▶ _Work item_: Every line from the one containing "like x=297, y=102." to the one containing "Target: door handle" in the records below, both included, must be set down exactly, and no other line.

▶ _Listed entries_:
——
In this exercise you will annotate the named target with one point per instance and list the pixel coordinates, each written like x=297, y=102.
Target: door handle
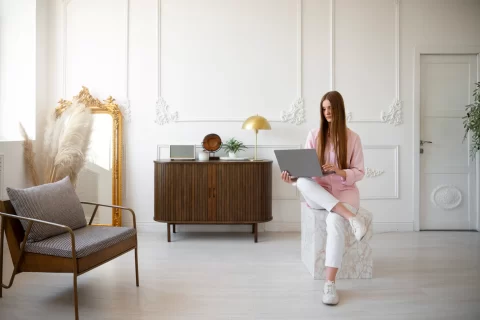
——
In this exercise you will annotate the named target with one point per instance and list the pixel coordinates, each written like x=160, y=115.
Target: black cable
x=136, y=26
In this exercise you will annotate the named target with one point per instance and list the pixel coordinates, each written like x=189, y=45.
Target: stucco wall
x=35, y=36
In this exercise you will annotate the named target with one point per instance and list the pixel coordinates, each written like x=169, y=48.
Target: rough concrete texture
——
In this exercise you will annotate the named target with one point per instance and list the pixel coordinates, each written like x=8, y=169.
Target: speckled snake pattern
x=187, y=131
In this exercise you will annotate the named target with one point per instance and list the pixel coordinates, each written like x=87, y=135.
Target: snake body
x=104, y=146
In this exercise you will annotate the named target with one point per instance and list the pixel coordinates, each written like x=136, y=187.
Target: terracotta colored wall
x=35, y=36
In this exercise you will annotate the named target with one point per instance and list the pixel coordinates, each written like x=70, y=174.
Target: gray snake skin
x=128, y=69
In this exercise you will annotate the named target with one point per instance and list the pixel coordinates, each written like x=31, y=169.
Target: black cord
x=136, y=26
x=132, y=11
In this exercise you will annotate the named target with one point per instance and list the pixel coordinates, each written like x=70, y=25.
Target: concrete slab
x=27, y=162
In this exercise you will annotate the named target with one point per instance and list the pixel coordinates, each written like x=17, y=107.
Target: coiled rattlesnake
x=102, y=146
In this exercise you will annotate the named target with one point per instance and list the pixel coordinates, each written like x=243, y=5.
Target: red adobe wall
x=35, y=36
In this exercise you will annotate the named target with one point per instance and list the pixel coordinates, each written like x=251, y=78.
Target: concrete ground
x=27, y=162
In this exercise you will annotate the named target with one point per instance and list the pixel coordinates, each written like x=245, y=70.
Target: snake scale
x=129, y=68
——
▶ _Task answer_:
In this exercise you will annotate the named target with one point per instance and list the pixel coordinates, each written like x=297, y=102.
Target: door handle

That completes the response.